### WHAT YOU ARE ASKED TO DO
For each line of the data below that contains "dark", return that line.

### STORED DATA
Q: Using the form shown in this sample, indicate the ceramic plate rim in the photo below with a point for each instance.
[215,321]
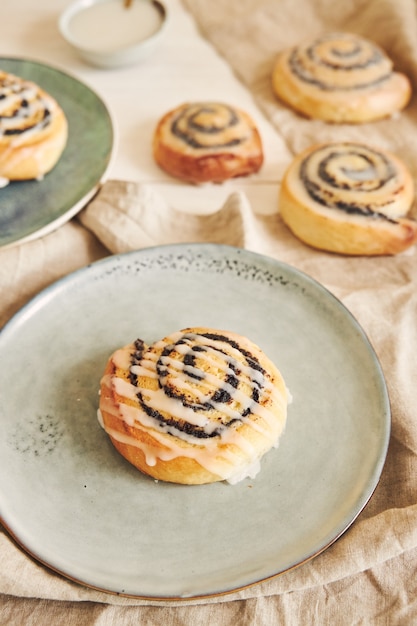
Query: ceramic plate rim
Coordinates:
[85,274]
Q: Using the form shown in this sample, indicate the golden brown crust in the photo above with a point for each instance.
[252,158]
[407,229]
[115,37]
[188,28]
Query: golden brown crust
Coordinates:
[207,142]
[33,129]
[190,442]
[349,198]
[355,88]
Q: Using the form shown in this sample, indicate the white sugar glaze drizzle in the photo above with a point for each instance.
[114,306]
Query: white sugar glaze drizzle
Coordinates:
[215,454]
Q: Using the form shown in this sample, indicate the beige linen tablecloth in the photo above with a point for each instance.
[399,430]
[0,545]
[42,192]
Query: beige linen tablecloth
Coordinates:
[369,576]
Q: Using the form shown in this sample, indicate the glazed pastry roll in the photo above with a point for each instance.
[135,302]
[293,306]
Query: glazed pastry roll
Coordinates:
[340,77]
[33,129]
[349,198]
[207,142]
[198,406]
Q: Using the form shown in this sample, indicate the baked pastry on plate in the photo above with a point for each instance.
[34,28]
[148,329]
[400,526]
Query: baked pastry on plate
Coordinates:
[33,129]
[349,198]
[207,142]
[340,77]
[198,406]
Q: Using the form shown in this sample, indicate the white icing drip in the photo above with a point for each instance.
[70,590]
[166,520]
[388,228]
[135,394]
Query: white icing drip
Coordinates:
[223,454]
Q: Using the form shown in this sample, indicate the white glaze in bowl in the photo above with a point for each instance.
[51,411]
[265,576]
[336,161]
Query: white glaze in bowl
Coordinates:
[107,34]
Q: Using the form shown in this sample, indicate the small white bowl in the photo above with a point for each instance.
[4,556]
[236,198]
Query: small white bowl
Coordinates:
[107,34]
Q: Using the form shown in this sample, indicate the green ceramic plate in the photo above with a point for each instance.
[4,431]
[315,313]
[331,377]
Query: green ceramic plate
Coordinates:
[30,209]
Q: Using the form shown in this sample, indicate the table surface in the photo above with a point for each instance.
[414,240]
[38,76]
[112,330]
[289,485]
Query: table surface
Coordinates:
[184,67]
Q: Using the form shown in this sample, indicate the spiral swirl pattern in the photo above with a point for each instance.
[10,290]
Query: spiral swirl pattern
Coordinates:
[205,400]
[208,377]
[340,62]
[353,178]
[24,108]
[209,125]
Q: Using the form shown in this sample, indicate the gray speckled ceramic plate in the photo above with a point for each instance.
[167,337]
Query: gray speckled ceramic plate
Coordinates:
[76,505]
[31,209]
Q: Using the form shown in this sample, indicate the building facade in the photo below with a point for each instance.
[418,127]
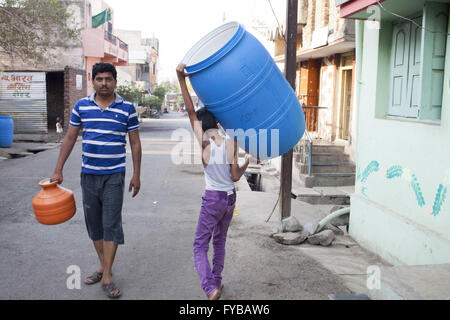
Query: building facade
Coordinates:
[35,93]
[325,70]
[400,208]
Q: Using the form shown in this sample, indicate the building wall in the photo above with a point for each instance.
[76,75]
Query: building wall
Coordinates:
[399,209]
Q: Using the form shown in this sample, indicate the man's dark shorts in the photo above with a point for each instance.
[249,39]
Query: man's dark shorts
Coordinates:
[102,204]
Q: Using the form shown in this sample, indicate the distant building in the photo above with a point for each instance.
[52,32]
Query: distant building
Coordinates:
[35,93]
[143,60]
[101,44]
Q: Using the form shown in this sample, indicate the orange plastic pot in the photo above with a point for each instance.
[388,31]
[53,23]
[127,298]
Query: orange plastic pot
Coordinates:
[53,204]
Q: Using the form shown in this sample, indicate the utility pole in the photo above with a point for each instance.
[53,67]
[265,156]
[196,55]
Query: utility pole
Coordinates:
[290,74]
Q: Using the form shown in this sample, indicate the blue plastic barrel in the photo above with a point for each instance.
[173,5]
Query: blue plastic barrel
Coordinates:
[6,131]
[239,83]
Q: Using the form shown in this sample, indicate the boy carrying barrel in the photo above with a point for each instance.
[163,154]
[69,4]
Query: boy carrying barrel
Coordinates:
[220,165]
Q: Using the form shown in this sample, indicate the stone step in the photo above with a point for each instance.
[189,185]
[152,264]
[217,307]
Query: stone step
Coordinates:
[342,167]
[328,179]
[329,157]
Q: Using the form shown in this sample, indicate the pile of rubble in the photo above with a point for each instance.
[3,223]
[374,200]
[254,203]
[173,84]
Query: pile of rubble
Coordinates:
[293,233]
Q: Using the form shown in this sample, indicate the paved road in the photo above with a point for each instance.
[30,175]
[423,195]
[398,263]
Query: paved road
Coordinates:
[156,261]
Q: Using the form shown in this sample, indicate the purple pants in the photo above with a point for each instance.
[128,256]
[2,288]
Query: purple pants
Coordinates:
[214,220]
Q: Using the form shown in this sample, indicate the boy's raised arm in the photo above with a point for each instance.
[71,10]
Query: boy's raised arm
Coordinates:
[196,126]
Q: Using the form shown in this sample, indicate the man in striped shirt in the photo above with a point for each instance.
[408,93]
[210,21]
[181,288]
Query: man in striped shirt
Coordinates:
[105,119]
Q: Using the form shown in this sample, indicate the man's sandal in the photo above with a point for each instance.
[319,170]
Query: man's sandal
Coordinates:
[94,278]
[111,290]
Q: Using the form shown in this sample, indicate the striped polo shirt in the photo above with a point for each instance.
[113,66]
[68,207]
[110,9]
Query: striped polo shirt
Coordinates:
[104,133]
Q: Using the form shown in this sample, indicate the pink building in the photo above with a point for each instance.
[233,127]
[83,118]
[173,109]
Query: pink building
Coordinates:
[100,44]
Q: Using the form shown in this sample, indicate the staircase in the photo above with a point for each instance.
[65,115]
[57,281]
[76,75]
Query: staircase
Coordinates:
[330,166]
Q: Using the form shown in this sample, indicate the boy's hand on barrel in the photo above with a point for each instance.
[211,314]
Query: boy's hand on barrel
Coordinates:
[180,70]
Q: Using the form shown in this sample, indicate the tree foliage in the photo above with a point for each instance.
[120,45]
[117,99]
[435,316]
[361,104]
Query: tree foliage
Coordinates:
[30,28]
[171,86]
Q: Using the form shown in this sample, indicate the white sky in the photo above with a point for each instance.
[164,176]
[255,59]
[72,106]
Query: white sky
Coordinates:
[179,24]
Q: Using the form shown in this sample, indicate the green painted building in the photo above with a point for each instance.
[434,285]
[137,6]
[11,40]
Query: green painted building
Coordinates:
[400,208]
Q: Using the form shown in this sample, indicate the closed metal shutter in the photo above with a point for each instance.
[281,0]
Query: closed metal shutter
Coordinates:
[23,96]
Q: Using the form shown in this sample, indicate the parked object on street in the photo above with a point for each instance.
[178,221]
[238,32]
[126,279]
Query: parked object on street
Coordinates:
[6,131]
[53,204]
[238,81]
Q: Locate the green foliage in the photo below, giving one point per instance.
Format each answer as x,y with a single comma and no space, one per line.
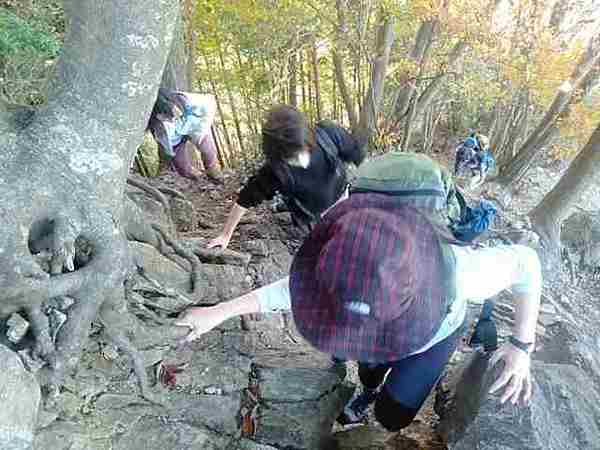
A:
19,35
29,45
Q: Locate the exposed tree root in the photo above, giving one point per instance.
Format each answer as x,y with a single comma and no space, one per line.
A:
184,253
151,191
171,192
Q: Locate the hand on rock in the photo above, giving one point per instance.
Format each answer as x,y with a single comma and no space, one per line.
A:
200,320
220,241
516,375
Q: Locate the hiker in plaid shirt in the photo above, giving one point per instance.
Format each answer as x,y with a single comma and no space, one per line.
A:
377,282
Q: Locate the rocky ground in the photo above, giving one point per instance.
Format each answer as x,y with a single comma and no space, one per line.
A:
256,384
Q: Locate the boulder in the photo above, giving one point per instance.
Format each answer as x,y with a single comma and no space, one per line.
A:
563,412
580,233
20,399
293,400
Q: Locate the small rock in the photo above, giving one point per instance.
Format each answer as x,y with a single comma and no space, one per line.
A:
17,328
33,365
213,390
56,319
20,394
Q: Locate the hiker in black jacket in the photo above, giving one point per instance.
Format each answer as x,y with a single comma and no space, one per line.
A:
306,166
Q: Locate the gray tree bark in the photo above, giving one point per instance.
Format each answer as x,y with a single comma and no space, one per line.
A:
418,54
338,63
64,169
556,206
373,98
531,148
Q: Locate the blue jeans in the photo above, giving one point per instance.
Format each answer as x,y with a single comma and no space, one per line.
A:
408,384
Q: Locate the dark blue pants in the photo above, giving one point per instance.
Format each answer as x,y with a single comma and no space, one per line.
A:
409,382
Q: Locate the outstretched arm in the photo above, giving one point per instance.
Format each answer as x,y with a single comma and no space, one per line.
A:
483,273
271,298
222,240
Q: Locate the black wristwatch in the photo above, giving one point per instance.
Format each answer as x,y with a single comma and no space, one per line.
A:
527,347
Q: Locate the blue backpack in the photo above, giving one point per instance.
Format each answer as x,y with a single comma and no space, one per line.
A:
473,221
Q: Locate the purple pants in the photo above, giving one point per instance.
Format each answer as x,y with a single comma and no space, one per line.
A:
183,161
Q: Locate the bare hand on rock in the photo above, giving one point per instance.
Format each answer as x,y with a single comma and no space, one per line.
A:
516,375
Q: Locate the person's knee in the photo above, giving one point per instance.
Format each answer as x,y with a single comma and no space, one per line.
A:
392,415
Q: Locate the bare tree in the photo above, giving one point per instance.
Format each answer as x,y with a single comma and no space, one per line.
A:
533,145
374,95
338,63
64,169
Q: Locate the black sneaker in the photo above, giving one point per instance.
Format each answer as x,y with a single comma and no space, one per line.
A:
355,410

### ANSWER TO THIS TASK
Q: Using the form shown in this sample, indicate the man's dark shorts in the photo above with a point for each instance.
Query: man's dark shorts
Q: Locate the dark blue pants in the photo above, giving one point per instance.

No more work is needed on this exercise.